:: Given data
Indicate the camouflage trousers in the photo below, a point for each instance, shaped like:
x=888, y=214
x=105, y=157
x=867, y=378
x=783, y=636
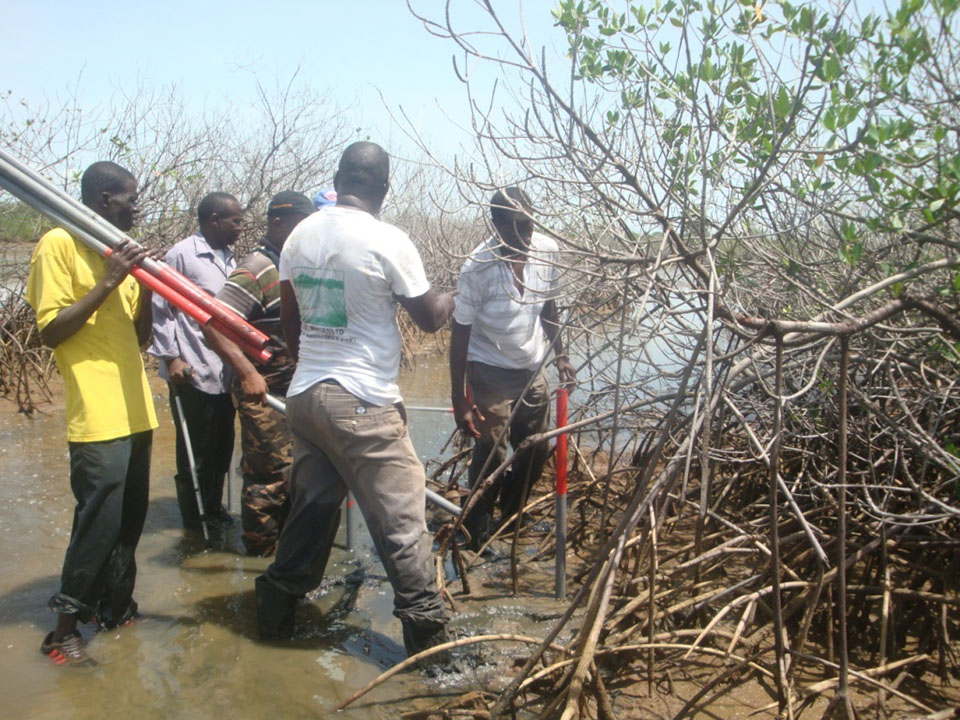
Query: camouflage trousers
::::
» What needs to be done: Write out the lines above again, changing "camouflage trousers" to "camouflage pants" wherever it shows up and keeping everything else as it is. Leave the pictures out.

» Task output:
Indicate the camouflage pants in the photo below, a point for each instance, shaped like:
x=888, y=214
x=105, y=157
x=867, y=378
x=783, y=636
Query: camouflage pants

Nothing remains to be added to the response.